> _Textauszug_:
= = =

Hisbollah meldet neue Raketenangriffe auf Israel
Auch die Hisbollah griff an diesem Dienstag morgens nach eigenen Angaben mehrere israelische Militärziele mit Raketen an. Darunter sollen sich auch eine Sprengstofffabrik, die etwa 60 Kilometer entfernt von der Grenze zum Libanon in Israel liegt, sowie ein Flugplatz befunden haben.
Die vom Iran unterstützte Miliz setzte bei ihren Angriffen nach eigenen Angaben Raketen vom Typ "Fadi" ein, die sie erstmals am Wochenende verwendet hatte. Ein Großteil der Raketen sei abgefangen worden, berichtete das israelische Militär, das von 100 Raketen spricht. Mehrere davon hätten Gebäude in dem Gebiet beschädigt und Brände ausgelöst. Ein Sprecher des israelischen Heimatschutzes sagte der Nachrichtenseite Ynet, die Einwohner sollten landesweit darauf vorbereitet sein, im Fall von Raketenangriffen Schutzräume aufzusuchen.
Am Montag hatte Israel seine bis dahin umfangreichsten Angriffe auf den Libanon geflogen, seit sich der Konflikt mit der Hisbollah im Zuge des Gaza-Kriegs wieder zuspitzte. Nach Angaben des libanesischen Gesundheitsministeriums wurden dabei mehr als 550 Menschen getötet, darunter 50 Kinder und vier Sanitäter. Mehr als 1.800 weitere Menschen sollen verletzt worden sein.
Der Libanon steckte schon vor der Eskalation zwischen der Hisbollah und Israel in einer schweren Finanz- und Wirtschaftskrise. Die örtliche Währung hat mehr als 95 Prozent ihres Werts verloren. Schätzungsweise 80 Prozent der Bevölkerung lebt in Armut.

= = =

> _Datenauszug_:

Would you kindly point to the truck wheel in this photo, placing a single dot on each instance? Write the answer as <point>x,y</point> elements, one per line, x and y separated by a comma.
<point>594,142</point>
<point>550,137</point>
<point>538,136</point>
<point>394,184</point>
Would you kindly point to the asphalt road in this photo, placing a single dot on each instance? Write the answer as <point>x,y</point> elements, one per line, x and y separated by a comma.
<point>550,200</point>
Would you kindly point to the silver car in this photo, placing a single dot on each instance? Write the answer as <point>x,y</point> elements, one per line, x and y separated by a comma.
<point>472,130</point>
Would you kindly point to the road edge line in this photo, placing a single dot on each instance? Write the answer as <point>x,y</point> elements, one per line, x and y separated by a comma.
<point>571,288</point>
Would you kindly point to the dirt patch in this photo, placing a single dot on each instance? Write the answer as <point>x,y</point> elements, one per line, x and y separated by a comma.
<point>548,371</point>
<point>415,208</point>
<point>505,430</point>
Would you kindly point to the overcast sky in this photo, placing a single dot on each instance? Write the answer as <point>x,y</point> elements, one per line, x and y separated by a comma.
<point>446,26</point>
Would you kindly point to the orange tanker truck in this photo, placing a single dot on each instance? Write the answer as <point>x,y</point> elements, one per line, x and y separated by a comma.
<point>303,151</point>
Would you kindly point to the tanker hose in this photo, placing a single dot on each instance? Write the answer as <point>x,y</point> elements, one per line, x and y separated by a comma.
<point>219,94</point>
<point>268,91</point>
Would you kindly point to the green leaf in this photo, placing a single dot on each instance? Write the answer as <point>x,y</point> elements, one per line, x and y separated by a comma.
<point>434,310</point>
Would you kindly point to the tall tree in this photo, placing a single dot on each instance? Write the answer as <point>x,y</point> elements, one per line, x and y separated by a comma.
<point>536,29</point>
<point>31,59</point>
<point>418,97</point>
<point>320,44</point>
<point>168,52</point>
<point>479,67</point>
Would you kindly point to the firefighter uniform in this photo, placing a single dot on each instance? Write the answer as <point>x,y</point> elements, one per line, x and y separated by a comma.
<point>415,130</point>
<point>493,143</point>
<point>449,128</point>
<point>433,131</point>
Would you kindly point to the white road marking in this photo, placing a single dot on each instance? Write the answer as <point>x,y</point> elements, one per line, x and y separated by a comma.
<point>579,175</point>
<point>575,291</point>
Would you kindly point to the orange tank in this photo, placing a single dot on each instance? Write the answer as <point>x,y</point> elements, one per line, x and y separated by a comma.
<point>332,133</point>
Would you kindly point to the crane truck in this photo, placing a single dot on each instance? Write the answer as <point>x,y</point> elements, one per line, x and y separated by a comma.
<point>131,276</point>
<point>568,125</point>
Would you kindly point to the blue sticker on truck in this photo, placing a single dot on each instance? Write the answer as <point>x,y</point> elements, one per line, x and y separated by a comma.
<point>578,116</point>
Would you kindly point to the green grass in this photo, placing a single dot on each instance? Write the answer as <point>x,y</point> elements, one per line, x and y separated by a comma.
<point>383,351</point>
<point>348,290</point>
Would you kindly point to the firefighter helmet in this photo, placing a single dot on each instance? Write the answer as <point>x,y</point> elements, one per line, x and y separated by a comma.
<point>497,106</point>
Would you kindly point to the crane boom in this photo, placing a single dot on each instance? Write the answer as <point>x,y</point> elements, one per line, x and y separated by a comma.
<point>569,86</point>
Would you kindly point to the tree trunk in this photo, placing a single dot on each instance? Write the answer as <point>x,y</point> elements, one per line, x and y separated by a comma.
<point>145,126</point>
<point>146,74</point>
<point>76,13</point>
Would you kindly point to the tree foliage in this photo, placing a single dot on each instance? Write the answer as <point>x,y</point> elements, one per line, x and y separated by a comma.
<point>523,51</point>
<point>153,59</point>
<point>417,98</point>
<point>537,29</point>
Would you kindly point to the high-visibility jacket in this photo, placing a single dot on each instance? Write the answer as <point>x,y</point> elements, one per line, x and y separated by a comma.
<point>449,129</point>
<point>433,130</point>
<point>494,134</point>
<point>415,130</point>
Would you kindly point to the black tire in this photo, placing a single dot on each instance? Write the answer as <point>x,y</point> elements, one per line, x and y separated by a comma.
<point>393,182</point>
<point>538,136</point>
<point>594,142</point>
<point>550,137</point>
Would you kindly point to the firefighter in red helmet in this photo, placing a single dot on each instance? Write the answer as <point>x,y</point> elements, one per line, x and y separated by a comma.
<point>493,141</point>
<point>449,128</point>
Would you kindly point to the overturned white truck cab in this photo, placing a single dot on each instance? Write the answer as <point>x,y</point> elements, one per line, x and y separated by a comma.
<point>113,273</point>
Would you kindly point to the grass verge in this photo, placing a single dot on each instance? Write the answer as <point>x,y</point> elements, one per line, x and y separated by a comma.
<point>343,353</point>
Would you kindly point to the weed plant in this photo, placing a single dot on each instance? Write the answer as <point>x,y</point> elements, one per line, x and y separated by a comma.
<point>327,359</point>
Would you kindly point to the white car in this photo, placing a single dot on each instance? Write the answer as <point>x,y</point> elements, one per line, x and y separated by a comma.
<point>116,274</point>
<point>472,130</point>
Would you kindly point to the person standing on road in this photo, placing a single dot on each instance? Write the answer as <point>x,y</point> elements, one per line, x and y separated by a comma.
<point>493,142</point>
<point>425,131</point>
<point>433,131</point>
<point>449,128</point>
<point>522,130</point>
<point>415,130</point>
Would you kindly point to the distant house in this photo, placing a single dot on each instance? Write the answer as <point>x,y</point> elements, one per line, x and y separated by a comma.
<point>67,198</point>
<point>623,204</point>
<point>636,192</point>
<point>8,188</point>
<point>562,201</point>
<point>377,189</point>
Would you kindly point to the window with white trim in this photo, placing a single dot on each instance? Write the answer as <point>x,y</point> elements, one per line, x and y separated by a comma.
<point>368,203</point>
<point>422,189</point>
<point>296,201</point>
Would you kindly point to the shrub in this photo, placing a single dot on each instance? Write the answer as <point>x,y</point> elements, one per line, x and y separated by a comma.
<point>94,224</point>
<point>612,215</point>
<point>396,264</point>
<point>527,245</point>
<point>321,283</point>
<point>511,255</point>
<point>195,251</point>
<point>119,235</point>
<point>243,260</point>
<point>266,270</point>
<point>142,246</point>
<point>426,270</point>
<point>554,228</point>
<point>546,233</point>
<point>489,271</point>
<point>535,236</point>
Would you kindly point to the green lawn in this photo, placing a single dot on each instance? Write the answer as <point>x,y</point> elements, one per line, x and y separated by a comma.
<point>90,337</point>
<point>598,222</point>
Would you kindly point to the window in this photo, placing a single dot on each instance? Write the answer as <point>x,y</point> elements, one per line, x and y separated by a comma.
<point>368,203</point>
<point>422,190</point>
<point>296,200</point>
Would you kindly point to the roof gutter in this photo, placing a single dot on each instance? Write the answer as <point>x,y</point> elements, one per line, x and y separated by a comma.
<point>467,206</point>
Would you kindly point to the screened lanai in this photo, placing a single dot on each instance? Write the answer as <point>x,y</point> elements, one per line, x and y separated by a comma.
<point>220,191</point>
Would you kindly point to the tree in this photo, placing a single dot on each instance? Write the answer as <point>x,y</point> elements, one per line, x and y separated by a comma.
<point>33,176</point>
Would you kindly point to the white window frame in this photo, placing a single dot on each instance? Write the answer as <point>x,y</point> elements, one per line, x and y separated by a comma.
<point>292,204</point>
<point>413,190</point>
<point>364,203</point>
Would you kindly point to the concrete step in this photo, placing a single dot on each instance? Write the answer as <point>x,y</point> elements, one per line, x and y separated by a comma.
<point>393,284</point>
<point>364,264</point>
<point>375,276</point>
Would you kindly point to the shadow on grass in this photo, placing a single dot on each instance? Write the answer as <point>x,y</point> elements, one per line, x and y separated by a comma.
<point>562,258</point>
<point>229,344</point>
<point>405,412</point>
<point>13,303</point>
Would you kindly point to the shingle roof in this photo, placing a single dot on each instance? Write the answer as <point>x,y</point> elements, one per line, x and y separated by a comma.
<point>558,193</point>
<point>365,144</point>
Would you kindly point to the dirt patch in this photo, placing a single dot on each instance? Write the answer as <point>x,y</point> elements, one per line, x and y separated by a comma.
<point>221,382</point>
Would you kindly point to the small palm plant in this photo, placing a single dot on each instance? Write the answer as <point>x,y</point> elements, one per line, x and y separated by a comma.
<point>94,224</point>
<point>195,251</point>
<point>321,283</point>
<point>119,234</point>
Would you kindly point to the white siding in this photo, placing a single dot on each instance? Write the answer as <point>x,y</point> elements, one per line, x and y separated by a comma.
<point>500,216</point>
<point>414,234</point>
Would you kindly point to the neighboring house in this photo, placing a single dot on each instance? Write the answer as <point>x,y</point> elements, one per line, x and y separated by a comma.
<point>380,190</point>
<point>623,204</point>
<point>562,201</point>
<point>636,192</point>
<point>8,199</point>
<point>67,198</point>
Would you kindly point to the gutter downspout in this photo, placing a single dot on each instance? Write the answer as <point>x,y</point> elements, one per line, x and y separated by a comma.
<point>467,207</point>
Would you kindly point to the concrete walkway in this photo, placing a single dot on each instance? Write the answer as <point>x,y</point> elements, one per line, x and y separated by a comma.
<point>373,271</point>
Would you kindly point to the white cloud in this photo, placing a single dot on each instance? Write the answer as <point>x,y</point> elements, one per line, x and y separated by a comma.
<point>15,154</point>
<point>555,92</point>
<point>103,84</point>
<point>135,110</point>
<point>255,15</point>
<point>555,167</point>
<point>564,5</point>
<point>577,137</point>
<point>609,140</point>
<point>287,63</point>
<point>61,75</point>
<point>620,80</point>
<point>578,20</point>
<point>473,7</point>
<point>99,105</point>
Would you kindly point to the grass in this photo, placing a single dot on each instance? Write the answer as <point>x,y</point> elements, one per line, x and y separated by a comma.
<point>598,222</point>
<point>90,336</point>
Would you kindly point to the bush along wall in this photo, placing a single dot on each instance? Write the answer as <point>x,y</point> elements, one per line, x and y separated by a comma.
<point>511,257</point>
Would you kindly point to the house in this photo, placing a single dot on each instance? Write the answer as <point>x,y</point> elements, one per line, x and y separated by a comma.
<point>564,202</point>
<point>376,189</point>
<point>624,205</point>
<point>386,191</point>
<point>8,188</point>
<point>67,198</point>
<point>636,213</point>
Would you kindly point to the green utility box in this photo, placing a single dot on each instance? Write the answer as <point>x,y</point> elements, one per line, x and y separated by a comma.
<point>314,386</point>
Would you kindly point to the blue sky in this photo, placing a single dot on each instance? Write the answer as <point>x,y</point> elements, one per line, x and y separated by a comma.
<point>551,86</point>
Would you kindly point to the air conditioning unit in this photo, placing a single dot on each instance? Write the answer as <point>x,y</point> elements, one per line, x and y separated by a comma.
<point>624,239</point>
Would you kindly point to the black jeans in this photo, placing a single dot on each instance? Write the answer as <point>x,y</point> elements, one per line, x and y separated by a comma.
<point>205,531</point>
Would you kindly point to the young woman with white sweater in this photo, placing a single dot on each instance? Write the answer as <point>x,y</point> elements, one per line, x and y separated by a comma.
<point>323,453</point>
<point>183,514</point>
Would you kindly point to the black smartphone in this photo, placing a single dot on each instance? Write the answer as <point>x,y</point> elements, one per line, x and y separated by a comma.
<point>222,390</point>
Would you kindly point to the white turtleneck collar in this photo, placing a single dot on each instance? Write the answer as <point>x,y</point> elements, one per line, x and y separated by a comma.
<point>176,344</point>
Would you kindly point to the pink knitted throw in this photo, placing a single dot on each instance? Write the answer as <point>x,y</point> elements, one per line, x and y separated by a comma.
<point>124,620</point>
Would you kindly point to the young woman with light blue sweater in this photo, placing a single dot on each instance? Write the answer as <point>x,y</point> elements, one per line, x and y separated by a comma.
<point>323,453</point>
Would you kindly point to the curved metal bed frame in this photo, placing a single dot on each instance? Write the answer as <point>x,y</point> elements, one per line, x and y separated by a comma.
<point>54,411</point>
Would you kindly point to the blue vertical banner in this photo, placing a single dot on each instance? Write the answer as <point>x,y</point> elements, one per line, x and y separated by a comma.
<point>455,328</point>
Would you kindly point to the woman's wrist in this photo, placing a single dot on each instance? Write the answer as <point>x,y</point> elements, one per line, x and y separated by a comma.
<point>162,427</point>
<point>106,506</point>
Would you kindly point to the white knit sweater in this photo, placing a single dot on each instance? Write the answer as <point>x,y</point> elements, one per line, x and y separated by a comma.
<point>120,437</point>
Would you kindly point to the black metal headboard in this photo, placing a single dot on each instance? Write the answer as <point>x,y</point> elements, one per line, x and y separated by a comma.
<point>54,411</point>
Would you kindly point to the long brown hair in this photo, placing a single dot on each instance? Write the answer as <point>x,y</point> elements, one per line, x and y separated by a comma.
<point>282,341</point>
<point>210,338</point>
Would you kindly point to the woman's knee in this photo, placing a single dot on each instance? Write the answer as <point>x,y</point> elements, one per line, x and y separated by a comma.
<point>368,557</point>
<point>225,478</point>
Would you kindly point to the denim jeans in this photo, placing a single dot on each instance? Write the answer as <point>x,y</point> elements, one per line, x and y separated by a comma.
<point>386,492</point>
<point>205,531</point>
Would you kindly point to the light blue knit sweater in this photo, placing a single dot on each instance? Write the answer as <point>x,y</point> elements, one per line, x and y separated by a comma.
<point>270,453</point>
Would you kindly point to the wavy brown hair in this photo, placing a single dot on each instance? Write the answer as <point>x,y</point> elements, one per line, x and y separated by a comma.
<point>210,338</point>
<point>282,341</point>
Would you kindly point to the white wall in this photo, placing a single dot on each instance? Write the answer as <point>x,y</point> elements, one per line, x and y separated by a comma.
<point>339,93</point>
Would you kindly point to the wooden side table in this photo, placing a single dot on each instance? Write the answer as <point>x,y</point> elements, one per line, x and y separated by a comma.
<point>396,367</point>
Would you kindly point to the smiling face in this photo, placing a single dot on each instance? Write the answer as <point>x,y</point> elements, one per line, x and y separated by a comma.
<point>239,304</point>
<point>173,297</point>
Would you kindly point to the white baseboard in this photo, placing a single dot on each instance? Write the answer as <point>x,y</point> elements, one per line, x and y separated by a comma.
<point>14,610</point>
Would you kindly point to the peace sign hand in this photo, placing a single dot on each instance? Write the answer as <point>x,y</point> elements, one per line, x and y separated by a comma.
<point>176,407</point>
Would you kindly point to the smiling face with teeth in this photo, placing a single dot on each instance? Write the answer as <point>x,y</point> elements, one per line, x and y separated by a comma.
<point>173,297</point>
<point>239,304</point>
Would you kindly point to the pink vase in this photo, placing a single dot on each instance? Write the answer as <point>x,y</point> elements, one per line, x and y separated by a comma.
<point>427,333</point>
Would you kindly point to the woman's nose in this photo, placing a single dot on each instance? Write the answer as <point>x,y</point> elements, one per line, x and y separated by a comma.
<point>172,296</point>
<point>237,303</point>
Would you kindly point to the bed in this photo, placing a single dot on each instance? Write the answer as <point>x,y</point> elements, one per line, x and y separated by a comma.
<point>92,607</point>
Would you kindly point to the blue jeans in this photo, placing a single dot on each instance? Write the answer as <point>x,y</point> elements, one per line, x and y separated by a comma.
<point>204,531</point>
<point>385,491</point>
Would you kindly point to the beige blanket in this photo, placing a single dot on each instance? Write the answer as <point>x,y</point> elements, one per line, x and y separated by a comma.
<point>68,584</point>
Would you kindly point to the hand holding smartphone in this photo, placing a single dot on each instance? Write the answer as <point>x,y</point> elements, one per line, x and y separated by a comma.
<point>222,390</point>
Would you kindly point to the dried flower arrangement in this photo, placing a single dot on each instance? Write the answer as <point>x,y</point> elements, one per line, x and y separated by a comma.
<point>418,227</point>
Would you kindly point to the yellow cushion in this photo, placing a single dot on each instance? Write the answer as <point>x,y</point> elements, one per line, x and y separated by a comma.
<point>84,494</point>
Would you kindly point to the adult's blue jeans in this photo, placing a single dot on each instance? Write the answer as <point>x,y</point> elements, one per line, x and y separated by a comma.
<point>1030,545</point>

= = =

> _Ihre Aufgabe_:
Prüfen Sie, ob die folgenden Aussagen mit dem Textauszug übereinstimmen, und antworten Sie jeweils mit Ja oder Nein samt den entscheidenden Worten des Textauszugs als wörtlichem Zitat. 1. Die Sprengstofffabrik liegt etwa 60 Kilometer von der Grenze zum Libanon entfernt. 2. Die Hisbollah setzte Raketen vom Typ „Fadi“ an diesem Dienstag zum ersten Mal ein. 3. Nach Angaben des israelischen Militärs wurden sämtliche Raketen abgefangen.

> _Ergebnis_:
1. Ja: „die etwa 60 Kilometer entfernt von der Grenze zum Libanon in Israel liegt“
2. Nein: „die sie erstmals am Wochenende verwendet hatte“
3. Nein: „Ein Großteil der Raketen sei abgefangen worden“